>> start PROVIDED MATERIAL
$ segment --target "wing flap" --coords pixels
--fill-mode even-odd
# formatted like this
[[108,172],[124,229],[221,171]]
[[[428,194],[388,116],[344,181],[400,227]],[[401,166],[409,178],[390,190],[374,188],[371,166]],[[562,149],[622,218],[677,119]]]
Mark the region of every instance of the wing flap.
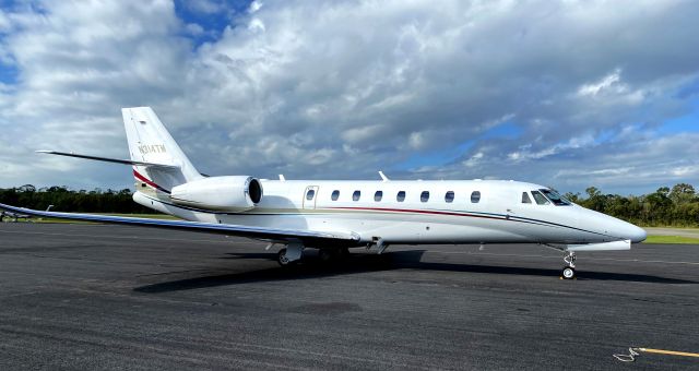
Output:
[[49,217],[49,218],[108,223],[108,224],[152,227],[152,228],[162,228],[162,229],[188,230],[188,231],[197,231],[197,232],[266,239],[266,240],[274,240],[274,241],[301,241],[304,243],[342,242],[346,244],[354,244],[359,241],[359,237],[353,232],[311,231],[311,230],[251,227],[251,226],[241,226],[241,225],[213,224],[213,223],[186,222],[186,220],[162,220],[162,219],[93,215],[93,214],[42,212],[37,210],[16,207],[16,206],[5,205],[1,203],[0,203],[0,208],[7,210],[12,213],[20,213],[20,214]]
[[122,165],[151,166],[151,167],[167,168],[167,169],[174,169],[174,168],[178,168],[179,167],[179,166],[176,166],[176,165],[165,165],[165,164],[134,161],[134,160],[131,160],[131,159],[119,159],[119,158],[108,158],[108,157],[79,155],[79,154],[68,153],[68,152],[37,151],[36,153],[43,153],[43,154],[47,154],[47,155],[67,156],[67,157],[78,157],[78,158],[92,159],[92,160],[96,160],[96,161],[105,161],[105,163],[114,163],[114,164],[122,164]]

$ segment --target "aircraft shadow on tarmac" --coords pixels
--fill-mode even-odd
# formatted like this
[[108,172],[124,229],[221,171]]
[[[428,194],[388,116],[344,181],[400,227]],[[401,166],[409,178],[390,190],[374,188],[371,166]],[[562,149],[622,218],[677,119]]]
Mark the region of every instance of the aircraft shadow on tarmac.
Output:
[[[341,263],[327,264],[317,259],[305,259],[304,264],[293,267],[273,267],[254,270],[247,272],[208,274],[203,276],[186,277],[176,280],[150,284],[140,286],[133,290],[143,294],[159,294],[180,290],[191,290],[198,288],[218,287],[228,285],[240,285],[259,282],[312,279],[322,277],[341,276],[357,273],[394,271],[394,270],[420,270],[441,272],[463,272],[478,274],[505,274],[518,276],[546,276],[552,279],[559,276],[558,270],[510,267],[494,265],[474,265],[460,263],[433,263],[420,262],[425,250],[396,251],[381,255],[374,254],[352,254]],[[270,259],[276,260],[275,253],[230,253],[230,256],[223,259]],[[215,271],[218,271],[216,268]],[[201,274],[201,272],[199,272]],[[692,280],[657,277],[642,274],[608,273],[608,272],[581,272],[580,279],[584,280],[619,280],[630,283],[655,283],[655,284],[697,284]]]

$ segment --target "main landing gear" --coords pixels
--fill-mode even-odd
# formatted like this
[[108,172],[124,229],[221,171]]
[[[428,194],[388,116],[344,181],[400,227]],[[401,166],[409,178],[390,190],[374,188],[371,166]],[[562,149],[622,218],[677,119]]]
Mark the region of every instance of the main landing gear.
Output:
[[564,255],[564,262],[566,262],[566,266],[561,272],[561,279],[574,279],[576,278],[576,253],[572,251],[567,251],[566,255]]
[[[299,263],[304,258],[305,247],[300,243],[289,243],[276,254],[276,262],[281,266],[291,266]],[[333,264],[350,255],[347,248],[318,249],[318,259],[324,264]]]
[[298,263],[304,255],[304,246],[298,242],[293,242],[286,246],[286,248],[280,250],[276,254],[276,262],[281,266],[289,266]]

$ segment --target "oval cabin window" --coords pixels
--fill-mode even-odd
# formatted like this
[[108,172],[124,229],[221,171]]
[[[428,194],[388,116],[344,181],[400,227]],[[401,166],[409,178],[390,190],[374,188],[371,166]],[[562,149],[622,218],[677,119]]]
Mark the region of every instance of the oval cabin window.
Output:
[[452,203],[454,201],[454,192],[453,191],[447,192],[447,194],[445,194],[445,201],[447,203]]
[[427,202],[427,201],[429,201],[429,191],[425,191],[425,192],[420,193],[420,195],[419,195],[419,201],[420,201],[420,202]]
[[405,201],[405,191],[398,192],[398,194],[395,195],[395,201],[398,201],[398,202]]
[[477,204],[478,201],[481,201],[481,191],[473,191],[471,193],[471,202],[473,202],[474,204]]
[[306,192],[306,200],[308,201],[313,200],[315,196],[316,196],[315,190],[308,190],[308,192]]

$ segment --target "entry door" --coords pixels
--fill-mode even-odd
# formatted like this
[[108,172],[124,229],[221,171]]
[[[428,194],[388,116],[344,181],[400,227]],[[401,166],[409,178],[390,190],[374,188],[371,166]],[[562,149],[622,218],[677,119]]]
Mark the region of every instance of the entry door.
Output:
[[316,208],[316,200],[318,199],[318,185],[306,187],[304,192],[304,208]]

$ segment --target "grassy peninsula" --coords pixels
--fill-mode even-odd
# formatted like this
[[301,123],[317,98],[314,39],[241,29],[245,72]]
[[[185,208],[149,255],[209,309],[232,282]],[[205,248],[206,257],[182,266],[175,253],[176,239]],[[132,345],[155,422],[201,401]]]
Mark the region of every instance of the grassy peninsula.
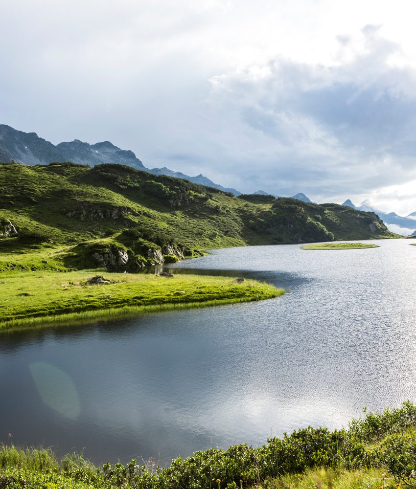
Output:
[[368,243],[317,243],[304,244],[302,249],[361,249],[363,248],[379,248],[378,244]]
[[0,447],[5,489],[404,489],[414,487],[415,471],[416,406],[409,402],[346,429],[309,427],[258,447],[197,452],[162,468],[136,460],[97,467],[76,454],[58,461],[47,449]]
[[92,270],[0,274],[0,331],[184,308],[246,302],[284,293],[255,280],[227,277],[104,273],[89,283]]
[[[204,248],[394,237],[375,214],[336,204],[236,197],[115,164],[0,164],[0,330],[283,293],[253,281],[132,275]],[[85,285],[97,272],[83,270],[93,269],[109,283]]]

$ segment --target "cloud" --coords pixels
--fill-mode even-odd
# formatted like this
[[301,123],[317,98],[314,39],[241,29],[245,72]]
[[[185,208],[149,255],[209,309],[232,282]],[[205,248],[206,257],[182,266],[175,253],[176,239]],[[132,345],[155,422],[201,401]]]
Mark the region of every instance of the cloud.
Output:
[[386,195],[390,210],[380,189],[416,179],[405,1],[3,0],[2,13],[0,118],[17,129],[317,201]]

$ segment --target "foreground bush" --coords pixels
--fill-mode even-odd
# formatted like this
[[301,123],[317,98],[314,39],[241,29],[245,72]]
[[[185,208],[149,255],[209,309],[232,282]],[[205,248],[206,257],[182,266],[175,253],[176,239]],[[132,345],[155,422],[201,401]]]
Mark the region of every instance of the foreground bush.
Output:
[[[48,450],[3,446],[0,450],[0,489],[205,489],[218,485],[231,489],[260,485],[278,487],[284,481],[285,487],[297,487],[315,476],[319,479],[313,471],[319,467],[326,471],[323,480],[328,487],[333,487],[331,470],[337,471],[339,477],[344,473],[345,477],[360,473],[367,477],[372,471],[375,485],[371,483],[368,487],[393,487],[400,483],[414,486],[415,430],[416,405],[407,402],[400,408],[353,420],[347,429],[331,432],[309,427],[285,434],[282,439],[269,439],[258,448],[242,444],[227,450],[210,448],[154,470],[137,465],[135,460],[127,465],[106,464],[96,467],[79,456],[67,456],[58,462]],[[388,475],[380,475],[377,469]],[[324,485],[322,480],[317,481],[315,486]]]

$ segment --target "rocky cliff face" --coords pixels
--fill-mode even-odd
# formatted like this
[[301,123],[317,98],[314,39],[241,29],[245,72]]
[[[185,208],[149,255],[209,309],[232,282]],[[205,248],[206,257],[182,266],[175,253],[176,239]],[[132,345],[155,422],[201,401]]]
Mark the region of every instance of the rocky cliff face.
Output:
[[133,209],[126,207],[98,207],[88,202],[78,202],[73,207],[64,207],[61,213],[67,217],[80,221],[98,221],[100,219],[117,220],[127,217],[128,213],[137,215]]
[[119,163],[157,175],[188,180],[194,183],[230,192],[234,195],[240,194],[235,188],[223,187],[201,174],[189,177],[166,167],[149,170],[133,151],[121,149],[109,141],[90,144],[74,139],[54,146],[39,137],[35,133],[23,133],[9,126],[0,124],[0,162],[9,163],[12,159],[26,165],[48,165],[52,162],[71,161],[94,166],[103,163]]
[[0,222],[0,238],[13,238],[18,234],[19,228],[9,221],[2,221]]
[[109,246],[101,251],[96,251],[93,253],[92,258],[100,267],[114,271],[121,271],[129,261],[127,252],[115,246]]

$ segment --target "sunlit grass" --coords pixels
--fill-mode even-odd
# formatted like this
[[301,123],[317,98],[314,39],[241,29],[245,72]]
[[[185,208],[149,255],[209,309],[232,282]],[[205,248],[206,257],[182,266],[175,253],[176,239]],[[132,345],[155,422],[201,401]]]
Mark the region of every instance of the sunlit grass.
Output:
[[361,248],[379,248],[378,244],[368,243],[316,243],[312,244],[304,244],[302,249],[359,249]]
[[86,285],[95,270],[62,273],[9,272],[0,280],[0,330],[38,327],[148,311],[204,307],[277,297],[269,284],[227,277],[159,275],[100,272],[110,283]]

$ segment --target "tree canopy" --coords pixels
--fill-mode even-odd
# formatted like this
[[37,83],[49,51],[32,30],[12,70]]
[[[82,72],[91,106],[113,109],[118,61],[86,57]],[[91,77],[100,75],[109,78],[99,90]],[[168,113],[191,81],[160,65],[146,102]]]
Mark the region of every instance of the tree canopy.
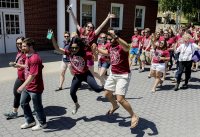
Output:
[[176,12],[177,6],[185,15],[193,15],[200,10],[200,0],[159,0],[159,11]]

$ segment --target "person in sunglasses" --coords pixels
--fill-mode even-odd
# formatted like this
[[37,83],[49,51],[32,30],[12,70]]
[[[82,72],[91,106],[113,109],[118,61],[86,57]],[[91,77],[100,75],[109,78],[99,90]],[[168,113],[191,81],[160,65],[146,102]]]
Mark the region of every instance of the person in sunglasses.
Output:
>> end PROVIDED MATERIAL
Select every line of the entries above that contains the string "shadow", and copy each one. Case counts.

$ segment --target "aircraft shadow on tarmac" --coords pixels
Mark the region of every instance of the aircraft shadow on tarmac.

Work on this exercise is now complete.